Transcribe the passage of the benchmark project's setup notes starting at "Run the supplemental" and ending at "SF 0.1 (fast)".

§ TEXT PASSAGE:
....

The project depends on:

MLX -- Apple's array framework for GPU compute
DuckDB -- Analytical SQL engine (data generation + SQL baseline)
NumPy -- CPU kernel baseline
PyArrow -- Columnar data interchange
matplotlib -- Chart generation
Rich -- Terminal output formatting
psutil -- System memory monitoring

Quick Start

# Clone the repository
git clone https://github.com/sadopc/unified-db-2.git
cd unified-db-2

# Install dependencies
uv sync

# Run the full benchmark suite (SF 0.1 and 1, ~5 minutes)
uv run python scripts/run_all.py --sf 0.1,1

# Run the full suite including SF 10 (~15-20 minutes, ~5 GB peak memory)
uv run python scripts/run_all.py --sf 0.1,1,10

The full pipeline (run_all.py) executes 9 steps:

Data generation -- Creates TPC-H databases via DuckDB's built-in dbgen
Memory budgets -- Pre-computes and validates memory requirements
Validation -- Verifies GPU/CPU kernels match DuckDB ground truth
Benchmarks -- Runs all three baselines with cold/warm timing
Transfer measurement -- 100-rep measurement of the DuckDB-to-MLX pipeline
Theoretical analysis -- PCIe scenario model
Bandwidth analysis -- Effective scan bandwidth metrics
Chart generation -- 7 chart types saved to results/
Result export -- Raw JSON saved to results/benchmark_results.json

Usage Examples

Run a specific query at a specific scale factor

# Q6 only, SF 1, all three baselines
uv run python scripts/run_bench.py --query Q6 --sf 1 --baseline all

# Q1 and Q3, SF 10, MLX GPU only
uv run python scripts/run_bench.py --query Q1,Q3 --sf 10 --baseline mlx

# DuckDB SQL only, all queries, SF 0.1
uv run python scripts/run_bench.py --query all --sf 0.1 --baseline duckdb

Run the supplemental GPU-showcase query

# Recommended: large scale to expose GPU throughput
uv run python scripts/run_gpu_showcase.py --sf 10 --warm 9

# Quick validation pass
uv run python scripts/run_gpu_showcase.py --sf 1 --warm 3

Validation only

# Validate all queries at SF 0.1 (fast)

....

Stored items

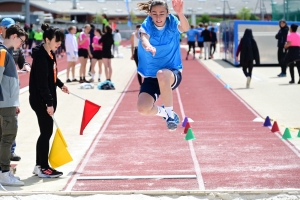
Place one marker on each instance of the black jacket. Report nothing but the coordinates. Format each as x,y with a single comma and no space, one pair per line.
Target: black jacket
42,88
19,58
281,36
248,48
206,34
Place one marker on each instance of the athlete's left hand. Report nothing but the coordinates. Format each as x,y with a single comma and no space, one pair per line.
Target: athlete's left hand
65,89
178,6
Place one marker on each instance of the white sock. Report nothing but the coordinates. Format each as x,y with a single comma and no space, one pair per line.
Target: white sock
170,111
161,112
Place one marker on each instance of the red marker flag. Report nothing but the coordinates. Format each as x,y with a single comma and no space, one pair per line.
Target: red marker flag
90,109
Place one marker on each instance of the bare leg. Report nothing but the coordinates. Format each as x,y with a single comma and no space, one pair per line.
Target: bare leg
145,105
165,79
105,62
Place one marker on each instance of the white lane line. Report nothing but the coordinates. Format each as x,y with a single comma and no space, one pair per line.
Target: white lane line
94,144
289,144
192,150
137,177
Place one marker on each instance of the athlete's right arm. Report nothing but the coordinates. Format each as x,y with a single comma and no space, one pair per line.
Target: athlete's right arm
146,44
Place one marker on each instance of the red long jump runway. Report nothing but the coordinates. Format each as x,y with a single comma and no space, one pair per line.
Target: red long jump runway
62,64
231,151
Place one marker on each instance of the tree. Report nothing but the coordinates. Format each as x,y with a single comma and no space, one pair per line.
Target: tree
244,13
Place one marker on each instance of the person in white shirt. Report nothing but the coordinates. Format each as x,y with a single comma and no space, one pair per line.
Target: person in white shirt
72,52
117,39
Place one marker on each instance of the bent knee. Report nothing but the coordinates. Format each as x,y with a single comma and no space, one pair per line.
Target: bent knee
143,110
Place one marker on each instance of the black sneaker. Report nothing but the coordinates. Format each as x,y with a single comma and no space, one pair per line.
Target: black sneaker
49,173
14,157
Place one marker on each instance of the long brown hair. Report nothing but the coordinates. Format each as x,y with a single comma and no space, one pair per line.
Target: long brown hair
147,6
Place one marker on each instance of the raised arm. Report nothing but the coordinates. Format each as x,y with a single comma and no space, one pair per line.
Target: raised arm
178,8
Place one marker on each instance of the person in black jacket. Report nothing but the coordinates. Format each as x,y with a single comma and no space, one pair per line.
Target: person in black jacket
43,82
281,52
214,41
107,42
249,52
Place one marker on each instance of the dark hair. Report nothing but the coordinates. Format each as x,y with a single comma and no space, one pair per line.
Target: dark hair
71,28
50,32
98,30
147,7
294,27
15,29
108,29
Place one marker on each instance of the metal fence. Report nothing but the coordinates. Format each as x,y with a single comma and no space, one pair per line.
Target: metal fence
288,10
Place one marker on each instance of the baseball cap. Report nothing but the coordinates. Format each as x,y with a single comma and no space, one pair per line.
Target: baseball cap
7,22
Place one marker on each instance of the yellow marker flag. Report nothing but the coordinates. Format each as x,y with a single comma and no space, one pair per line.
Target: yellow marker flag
59,154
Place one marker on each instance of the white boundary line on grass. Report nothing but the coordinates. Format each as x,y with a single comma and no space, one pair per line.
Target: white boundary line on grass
95,142
192,150
289,144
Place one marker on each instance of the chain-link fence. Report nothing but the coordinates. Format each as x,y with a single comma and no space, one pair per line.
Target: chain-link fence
287,9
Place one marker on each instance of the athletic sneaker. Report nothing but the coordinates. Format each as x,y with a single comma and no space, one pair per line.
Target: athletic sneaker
36,170
173,123
8,179
49,173
248,82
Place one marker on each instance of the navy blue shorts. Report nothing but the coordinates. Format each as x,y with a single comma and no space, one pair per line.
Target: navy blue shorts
151,86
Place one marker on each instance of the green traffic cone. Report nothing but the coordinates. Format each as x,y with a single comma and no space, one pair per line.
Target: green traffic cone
190,135
287,135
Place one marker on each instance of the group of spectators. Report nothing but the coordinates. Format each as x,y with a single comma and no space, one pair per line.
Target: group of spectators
43,81
206,38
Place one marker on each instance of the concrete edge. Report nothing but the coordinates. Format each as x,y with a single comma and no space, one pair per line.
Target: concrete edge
155,192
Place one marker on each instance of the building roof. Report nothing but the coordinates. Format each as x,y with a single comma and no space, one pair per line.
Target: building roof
118,7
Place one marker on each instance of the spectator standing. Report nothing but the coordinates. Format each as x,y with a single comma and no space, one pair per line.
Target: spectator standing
38,37
97,56
72,53
249,52
9,101
293,53
107,42
191,37
43,82
200,39
84,51
206,34
281,51
214,42
117,41
134,49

....

§ THE RESPONSE:
Run the supplemental GPU-showcase query

# Recommended: large scale to expose GPU throughput
uv run python scripts/run_gpu_showcase.py --sf 10 --warm 9

# Quick validation pass
uv run python scripts/run_gpu_showcase.py --sf 1 --warm 3

Validation only

# Validate all queries at SF 0.1 (fast)